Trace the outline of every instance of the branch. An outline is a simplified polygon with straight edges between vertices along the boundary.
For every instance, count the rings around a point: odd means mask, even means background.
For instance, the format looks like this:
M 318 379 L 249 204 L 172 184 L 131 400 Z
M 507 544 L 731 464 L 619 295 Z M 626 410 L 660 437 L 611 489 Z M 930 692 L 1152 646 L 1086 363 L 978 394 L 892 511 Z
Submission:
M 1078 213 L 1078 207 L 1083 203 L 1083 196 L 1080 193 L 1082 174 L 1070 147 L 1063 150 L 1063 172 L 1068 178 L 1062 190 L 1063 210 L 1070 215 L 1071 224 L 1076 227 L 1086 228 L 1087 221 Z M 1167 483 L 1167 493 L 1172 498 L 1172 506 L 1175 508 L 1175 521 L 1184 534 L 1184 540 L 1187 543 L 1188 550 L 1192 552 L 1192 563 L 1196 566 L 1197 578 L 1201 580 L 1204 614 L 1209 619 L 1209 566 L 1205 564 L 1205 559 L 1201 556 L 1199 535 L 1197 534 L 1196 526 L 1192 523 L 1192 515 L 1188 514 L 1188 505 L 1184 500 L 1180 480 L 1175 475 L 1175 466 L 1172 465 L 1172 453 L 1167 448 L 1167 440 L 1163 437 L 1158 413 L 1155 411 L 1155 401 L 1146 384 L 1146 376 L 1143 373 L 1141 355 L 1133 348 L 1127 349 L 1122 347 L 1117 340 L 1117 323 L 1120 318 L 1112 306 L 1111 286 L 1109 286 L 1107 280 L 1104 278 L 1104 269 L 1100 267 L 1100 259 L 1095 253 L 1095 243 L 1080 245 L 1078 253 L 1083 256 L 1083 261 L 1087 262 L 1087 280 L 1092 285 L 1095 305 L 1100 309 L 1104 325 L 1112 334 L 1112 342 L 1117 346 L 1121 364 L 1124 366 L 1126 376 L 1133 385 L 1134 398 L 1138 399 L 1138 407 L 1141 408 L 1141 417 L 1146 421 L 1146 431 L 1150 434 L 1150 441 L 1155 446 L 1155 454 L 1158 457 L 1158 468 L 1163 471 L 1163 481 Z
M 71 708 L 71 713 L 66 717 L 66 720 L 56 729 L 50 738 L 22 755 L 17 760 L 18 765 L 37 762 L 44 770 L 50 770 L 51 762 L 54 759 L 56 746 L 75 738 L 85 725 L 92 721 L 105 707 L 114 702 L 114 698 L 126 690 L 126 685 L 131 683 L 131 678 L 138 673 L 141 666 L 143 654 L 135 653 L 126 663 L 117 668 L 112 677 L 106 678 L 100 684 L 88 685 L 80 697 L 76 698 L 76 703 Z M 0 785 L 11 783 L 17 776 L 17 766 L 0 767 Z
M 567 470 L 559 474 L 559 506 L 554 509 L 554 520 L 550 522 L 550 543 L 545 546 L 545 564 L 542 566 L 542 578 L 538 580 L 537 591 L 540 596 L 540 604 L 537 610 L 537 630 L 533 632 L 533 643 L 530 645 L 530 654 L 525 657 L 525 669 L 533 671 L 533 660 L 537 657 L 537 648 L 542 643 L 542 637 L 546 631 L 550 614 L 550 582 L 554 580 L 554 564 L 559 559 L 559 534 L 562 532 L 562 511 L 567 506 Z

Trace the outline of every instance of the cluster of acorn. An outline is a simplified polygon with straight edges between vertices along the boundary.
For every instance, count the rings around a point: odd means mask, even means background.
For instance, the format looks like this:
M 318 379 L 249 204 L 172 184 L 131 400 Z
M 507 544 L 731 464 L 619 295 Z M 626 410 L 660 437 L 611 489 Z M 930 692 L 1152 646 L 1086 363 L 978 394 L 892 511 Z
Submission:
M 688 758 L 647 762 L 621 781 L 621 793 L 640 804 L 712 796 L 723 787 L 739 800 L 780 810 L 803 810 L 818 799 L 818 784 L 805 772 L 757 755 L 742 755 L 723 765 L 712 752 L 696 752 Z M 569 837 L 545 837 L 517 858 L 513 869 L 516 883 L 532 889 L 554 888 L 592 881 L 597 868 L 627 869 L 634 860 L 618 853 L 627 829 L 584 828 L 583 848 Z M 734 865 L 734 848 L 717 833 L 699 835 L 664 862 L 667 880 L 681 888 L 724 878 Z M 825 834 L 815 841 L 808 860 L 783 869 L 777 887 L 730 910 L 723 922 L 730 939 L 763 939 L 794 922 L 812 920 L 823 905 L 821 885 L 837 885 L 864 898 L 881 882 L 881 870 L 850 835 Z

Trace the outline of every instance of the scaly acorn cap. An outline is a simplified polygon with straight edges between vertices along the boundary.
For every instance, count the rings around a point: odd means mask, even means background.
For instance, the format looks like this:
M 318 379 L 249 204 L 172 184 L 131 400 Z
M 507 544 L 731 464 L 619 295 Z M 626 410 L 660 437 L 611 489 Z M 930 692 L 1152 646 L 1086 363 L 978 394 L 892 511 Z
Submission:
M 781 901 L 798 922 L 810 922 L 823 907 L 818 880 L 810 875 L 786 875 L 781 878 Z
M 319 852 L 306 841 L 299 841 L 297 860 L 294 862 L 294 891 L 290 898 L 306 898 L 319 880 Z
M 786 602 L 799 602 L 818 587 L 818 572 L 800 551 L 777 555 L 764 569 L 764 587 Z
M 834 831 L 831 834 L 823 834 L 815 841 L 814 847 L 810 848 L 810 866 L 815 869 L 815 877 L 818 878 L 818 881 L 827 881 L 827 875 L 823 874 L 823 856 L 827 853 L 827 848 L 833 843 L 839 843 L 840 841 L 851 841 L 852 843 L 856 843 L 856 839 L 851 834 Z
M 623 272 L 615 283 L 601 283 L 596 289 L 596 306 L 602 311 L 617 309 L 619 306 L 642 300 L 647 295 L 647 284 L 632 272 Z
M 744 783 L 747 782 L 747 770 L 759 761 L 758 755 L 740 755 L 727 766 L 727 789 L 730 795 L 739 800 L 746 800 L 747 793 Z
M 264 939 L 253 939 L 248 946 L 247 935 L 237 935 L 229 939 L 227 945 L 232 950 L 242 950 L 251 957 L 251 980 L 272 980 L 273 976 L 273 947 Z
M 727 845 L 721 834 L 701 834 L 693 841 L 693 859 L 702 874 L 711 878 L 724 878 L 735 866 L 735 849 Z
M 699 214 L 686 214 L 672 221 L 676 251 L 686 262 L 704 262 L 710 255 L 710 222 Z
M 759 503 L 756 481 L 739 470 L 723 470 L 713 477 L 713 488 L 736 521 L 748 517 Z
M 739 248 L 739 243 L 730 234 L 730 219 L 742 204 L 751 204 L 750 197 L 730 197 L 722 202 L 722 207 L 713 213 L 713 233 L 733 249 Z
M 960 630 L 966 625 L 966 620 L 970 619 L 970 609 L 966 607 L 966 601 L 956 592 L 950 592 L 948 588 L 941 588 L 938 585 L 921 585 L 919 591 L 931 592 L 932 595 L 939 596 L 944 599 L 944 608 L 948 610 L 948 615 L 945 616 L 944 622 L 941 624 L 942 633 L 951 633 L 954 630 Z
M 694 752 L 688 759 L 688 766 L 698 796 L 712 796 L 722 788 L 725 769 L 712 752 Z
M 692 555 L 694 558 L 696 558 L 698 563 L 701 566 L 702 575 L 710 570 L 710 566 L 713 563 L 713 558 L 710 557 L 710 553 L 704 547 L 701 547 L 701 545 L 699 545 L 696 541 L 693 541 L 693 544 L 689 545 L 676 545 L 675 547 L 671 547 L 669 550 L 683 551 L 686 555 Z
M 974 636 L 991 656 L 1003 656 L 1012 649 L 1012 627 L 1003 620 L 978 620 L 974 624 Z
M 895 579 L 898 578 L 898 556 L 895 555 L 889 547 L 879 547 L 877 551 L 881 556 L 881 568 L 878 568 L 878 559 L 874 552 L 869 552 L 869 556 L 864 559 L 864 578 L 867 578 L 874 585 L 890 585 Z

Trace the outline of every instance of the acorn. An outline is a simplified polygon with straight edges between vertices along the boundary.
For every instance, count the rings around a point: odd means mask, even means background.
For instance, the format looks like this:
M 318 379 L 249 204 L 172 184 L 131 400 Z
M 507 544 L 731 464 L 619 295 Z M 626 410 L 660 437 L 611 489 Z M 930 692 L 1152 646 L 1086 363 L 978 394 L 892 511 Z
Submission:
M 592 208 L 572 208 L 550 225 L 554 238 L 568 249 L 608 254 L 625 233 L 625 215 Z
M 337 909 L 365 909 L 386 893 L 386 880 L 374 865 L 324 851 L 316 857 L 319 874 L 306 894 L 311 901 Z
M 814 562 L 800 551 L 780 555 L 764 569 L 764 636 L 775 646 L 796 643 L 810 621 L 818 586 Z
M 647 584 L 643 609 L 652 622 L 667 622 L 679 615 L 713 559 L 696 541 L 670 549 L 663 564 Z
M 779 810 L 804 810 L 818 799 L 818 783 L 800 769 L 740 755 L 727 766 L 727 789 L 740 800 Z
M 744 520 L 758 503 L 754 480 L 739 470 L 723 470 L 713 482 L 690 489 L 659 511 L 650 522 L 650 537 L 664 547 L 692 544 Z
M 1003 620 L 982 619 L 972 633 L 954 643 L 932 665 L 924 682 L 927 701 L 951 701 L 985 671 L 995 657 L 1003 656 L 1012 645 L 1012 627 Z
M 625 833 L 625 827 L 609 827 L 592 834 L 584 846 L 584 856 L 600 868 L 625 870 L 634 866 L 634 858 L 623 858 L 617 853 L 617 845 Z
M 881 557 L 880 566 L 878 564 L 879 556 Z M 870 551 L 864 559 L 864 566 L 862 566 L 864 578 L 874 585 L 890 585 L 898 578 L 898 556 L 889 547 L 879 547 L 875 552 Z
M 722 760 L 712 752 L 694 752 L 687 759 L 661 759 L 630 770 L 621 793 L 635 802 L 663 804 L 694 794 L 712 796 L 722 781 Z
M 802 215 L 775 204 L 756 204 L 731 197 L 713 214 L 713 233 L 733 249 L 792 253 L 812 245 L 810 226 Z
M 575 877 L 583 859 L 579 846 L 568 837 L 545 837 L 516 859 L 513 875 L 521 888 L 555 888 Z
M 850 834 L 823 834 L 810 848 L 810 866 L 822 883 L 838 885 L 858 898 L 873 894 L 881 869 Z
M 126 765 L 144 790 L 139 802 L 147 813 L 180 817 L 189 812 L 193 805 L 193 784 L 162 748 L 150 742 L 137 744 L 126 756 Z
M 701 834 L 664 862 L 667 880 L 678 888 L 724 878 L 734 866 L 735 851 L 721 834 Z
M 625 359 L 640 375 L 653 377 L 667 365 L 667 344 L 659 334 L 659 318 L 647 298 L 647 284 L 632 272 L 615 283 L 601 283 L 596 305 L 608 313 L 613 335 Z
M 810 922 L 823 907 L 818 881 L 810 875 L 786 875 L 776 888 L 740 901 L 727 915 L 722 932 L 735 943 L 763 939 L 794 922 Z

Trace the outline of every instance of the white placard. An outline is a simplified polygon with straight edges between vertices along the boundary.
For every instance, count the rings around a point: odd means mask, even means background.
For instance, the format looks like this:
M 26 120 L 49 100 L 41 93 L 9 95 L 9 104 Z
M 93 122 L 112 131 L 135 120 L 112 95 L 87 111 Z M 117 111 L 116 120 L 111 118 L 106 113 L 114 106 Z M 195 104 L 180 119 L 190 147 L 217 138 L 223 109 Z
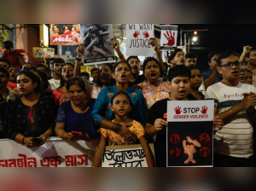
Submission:
M 12 140 L 0 140 L 0 167 L 90 167 L 99 140 L 49 140 L 27 148 Z
M 177 46 L 177 26 L 161 26 L 161 50 L 173 51 Z
M 154 38 L 154 24 L 127 24 L 126 55 L 152 56 L 154 48 L 149 44 L 150 38 Z
M 214 101 L 168 101 L 167 121 L 212 121 L 214 117 Z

---

#### TASK BRIEF:
Format the data from the line containing "Trace the outline of every instance of the white" through the line containing "M 26 120 L 49 100 L 41 93 L 9 95 L 9 104 Z", both included, as a JSON list of strings, one string per line, leaving out any blank lines.

#### RESPONSE:
[
  "Trace the outline of every instance of the white placard. An outline is a simplified polygon with straight edges between vertices along the boundary.",
  "For every instance, count the rings around a point: odd means mask, even means background.",
  "For instance, the format looks like this:",
  "M 26 120 L 49 100 L 41 93 L 9 95 L 9 104 Z"
]